Challenge A |
Answer the following questions using the perceptron flashcards.
(i) What equation defines the decision boundary of a perceptron?
(ii) How is w updated when a datapoint is misclassified?
(iii) What prevents the perceptron algorithm from converging?

Text excerpt |
----
Discriminant-based classifiers Flashcards
What are the decision boundary (DB) and decision surface (DS) of a perceptron?
- DB: y(x) = w.T * x +w0 = 0 (w is the weight and w0 is the bias)
- DS: orthogonal to w (A and B on DS <=> w.T * (A - B) = 0
What point on a perceptron’s decision surface is closest to the origin? What is its distance to the origin?
x’ = α*w with α = - w0 / |w|²
|x’| = - w0 / |w|
What is the distance of a point to the decision boundary?
x = x⊥ + γ * w / |w| with γ = y(x) / |w|
What is the perceptron algortihm?
-initialize w randomly
-repeat until convergence (i.e. all datapoints are correctly classified):
{
| for each datapoint x(n), t(n):
| {
| | if y(x(n)) == t(n): do nothing
| | else: w = w + x(n)t(n)
| }
}
What are the issues of perceptron?
- can’t converge if data is not linearly separable
- no unique solution (in linearly separable cases)
----
(Dataset rows)
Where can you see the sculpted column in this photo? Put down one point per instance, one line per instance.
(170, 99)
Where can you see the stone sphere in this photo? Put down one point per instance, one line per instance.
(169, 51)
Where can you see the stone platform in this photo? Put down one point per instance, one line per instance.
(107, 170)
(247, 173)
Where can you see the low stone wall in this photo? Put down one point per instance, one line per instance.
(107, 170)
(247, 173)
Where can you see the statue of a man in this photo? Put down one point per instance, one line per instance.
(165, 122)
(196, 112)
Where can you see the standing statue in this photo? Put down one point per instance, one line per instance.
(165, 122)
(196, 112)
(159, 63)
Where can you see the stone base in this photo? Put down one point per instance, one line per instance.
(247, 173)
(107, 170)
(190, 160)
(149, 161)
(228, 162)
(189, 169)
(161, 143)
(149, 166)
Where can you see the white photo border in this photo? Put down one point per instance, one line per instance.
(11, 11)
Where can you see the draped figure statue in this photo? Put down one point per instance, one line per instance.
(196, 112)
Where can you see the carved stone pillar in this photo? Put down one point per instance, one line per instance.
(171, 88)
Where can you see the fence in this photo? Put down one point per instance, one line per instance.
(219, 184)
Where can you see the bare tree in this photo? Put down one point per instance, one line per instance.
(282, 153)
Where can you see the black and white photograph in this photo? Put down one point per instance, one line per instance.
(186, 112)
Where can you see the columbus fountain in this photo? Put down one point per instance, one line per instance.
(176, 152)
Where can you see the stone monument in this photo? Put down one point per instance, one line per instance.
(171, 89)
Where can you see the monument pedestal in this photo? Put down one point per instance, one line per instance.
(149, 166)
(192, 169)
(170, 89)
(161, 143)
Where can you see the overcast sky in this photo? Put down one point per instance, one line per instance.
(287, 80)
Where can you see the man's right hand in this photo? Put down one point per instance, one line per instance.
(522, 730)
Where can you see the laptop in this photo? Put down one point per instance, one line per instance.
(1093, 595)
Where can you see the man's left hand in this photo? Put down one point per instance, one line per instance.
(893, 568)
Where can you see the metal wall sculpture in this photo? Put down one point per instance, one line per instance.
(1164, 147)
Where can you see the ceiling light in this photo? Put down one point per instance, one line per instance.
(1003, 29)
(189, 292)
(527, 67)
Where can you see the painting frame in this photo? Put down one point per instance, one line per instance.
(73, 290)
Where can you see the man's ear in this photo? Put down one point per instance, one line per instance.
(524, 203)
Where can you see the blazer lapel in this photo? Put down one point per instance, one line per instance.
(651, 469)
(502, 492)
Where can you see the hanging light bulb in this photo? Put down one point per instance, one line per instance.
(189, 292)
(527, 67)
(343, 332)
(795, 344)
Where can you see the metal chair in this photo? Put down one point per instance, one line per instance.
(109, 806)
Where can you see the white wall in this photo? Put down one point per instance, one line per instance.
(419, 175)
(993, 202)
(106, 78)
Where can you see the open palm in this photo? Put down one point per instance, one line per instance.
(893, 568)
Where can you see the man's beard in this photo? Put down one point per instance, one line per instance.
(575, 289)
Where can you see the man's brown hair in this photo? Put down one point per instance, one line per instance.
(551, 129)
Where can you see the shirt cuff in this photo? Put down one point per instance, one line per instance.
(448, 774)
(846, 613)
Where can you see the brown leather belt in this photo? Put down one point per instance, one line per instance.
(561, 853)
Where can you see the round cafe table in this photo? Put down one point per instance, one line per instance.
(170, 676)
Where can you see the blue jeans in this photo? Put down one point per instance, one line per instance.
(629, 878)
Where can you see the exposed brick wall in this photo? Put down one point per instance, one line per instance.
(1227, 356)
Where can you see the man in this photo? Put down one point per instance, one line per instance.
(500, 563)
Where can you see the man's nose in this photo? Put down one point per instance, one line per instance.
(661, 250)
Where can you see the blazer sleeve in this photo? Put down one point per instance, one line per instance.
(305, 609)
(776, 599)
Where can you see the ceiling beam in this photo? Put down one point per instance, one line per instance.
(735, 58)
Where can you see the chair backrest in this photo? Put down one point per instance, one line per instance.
----
Challenge B |
Convert the dataset rows, from the line containing "Where can you see the shirt" down to the end of the rows, into a numbered list, omitting any blank lines.

Solution A |
(i) y(x) = w.T * x + w0 = 0
(ii) w = w + x(n)t(n)
(iii) The data not being linearly separable.

Solution B |
1. Where can you see the shirt cuff in this photo? Put down one point per instance, one line per instance.
2. (448, 774)
3. (846, 613)
4. Where can you see the brown leather belt in this photo? Put down one point per instance, one line per instance.
5. (561, 853)
6. Where can you see the round cafe table in this photo? Put down one point per instance, one line per instance.
7. (170, 676)
8. Where can you see the blue jeans in this photo? Put down one point per instance, one line per instance.
9. (629, 878)
10. Where can you see the exposed brick wall in this photo? Put down one point per instance, one line per instance.
11. (1227, 356)
12. Where can you see the man in this photo? Put down one point per instance, one line per instance.
13. (500, 563)
14. Where can you see the man's nose in this photo? Put down one point per instance, one line per instance.
15. (661, 250)
16. Where can you see the blazer sleeve in this photo? Put down one point per instance, one line per instance.
17. (305, 609)
18. (776, 599)
19. Where can you see the ceiling beam in this photo? Put down one point per instance, one line per instance.
20. (735, 58)
21. Where can you see the chair backrest in this photo? Put down one point per instance, one line per instance.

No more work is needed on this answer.